» **EXERCISE DETAILS**
Extend the reflection on the baby Weddell seal and the Sounder story, continuing from its last sentence.

Easter Seal | March 14, 2021 Message from Dr. Blake



To fledgling birds, flight in the sky may appear incredible. They may with apparent reason measure the highest limit of their possibilities by the limited standard of their nests. But in the meanwhile they find that their food is not grown inside those nests; it is brought to them across the measureless blue. There is a silent voice that speaks to them, that they are more than what they are, and that they must not laugh at the message of soaring wings and glad songs of freedom. – Rabindranath Tagore


Dr. Alexis Pauline Gumbs:

The baby Weddell seal has not grown into her flippers. She is awkward. She does not want to swim. She does not know she can breathe underwater. No one has told her about the great oxygenating capacity of her blood. She doesn’t know that the milk her mother gives her is some of the fat-richest milk in the world. Southernmost mammal on the planet, she doesn’t know the depths of which she is capable. But her mother does.





How powerful this statement is! The baby seal does not know the depths of which she is capable, the endurance that she can and must call upon and claim as her own. She has a very limited perspective just like the fledgling birds. She has placed limits upon herself, out of her anxiety or fear of the unknown, or because of the warmth and satisfaction of her present environment – her complicity with the present rather than trusting unexperienced seal life. For her to experience this freeing and expanded seal life, mother seal has to intervene. In mother’s wisdom she knows that the young whom we often think of as the ones loving adventure sometimes must be coaxed, pushed, or given an impelling vision to leave the comfort of home.


It is a question we often face in life – whether to go or stay. Do we anchor here or sail the beckoning sea?


In this case Mother Weddell seal knows that the fulfillment of her baby’s potential is related to how the baby will be able to negotiate the various waters and their depth that will become a part of her common life. The mother Weddell seal will push her baby into the water against her will. She will force her child’s head into the water while the baby coughs and sputters and struggles and squirms. She is new here. She does not know that she can breathe underwater. Until she does. And then everything changes.





In the movie Sounder, David Lee receives his mother’s blessing to go in search of his father who has been sent away to a prison camp somewhere. They know not where. In the process of David Lee’s long journey, he comes to a Black school. The teacher is kind enough to bind his wound from a prison guard who chased David Lee away from that particular camp. The teacher invites him to stay over. The next day the teacher, Miss Johnson, is teaching what we would call today critical thinking skills. One of the students, Clarence, rises to share a story. He states that his story is a true story. Other students are encouraged to challenge the story.

» **INFORMATION SHOWN**

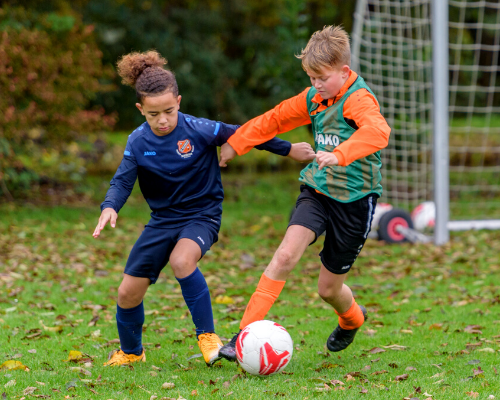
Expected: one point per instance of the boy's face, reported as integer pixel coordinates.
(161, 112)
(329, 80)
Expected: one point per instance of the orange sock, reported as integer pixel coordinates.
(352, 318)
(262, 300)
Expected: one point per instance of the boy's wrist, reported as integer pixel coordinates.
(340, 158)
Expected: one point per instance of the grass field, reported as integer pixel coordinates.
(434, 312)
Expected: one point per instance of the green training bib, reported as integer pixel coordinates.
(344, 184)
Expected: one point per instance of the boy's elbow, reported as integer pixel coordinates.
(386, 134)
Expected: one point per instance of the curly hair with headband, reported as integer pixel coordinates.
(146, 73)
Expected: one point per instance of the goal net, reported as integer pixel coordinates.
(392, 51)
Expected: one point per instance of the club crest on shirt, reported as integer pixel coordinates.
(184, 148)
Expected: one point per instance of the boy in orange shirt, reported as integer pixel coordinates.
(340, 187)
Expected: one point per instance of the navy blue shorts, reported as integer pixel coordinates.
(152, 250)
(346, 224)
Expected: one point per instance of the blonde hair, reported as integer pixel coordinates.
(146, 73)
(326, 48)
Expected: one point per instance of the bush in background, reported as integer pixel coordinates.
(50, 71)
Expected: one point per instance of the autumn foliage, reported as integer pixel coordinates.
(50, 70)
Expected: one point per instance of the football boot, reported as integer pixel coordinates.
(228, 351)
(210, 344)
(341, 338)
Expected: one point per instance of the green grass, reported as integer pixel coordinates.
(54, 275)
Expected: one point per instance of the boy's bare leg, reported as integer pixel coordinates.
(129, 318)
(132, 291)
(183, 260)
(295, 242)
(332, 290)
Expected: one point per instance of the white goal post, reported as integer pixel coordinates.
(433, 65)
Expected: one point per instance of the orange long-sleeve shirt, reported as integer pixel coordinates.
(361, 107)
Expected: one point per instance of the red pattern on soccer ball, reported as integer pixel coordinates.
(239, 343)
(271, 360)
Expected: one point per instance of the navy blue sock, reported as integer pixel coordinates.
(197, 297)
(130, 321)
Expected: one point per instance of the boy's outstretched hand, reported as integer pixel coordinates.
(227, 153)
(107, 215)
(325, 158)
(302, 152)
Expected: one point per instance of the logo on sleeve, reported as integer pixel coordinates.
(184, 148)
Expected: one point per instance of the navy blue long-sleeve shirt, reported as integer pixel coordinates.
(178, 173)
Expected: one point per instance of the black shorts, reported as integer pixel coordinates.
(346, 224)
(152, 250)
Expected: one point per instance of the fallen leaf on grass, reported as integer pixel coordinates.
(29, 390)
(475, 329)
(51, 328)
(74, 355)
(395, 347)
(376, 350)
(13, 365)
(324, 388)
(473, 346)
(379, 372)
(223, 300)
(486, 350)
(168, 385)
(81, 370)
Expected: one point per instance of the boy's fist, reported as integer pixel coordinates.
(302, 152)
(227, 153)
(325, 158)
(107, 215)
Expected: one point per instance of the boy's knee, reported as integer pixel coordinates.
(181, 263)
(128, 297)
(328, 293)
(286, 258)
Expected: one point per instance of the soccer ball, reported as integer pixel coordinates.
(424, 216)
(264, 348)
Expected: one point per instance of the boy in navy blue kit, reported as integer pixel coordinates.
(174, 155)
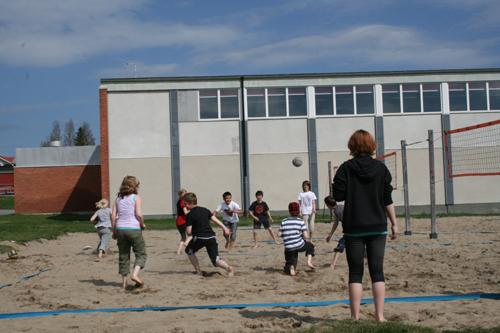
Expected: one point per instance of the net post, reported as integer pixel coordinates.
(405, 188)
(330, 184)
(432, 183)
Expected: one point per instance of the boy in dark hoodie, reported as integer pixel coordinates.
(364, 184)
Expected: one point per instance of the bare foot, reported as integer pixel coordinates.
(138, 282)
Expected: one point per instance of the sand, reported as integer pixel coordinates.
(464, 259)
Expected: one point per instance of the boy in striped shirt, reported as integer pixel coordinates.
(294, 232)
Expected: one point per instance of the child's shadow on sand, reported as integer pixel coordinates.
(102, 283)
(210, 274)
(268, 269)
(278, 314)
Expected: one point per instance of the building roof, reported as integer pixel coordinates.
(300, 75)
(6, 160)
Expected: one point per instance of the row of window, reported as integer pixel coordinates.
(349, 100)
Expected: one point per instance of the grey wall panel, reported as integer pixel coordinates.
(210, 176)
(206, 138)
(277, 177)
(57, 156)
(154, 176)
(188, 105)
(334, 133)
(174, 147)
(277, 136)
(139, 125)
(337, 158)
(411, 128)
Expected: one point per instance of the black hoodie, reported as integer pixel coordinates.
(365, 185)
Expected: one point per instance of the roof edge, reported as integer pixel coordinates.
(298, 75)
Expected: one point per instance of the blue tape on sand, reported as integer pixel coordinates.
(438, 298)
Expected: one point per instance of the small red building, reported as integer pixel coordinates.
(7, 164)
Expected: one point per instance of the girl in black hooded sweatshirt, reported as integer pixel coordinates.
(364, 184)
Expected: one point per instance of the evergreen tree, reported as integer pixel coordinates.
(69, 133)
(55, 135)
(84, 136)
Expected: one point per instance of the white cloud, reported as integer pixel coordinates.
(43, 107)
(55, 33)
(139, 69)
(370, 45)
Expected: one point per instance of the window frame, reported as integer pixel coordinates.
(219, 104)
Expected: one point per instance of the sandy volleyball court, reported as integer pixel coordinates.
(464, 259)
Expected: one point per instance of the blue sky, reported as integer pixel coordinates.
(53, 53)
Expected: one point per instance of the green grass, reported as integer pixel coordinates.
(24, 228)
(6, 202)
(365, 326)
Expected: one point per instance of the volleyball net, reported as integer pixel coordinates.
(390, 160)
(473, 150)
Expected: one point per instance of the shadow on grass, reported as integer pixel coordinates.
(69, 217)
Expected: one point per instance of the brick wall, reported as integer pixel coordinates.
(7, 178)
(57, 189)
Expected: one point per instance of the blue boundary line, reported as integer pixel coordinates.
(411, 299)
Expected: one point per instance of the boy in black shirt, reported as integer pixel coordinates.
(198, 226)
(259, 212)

» **OUTPUT BELOW**
Me and my sister, Laura, went down to the water hole last Saturday and we was playin' 'long the edge of the water and Laura slipped and fell in the water. I started to run back home, but I turned around, ran back, dove into the water and got her out before she could drown...

His story is challenged by schoolmates. One has been with Clarence on occasions when they have gone to the water hole. He states that each time Clarence tried to swim, he would have to be pulled out of the water. He states emphatically that Clarence cannot swim. Miss Johnson gently asks Clarence if the schoolmate’s assertion is true.

Clarence responded:

               Yes mam... But when I saw my sister 'bout to 
               drown in the water, I tried because I wasn't 
               scared no more! I was just swimming and kickin'! 
               I don't know how I was doin' it! But I was, 
               cause my sister was drowning! She was drowning!

The class was silent. Finally, David Lee stood up stating his belief in Clarence’s story.

               Some people came and took my daddy away and 
               other people said we couldn't work the farm. 
               But we had to, 'cause we didn't wanna lose our 
               farm. We planted the crops and they grew. I 
               believe his story 'cause his story is about 
               what he did when he had to do somethin'. He 
               didn't know how to swim but he had to or else 
               his sister woulda drowned. That's how he did 
               it...

Olive Schreiner writes:


A man far out at sea on a dark night, struggling with the waves in his small boat, sees far away a light he thinks to be the harbour light and strikes toward it; knowing he may be mistaken, and that long before daybreak man and boat may be engulfed, he still strikes toward it, labouring without certainly of ever reaching it but with unalterable will and determination, because it is the only light he sees.


Dr. Alexis Pauline Gumbs continues with her account of the weaning and tutoring of the baby Weddell seal by Mother Weddell seal:


By the time weaning is over she will be able to dive 2,500 feet below the water. Stay there for an hour if she wants to. Find a tiny hole she made for air after swimming twelve kilometers away. Move gracefully between frozen and liquid world. But she doesn’t know.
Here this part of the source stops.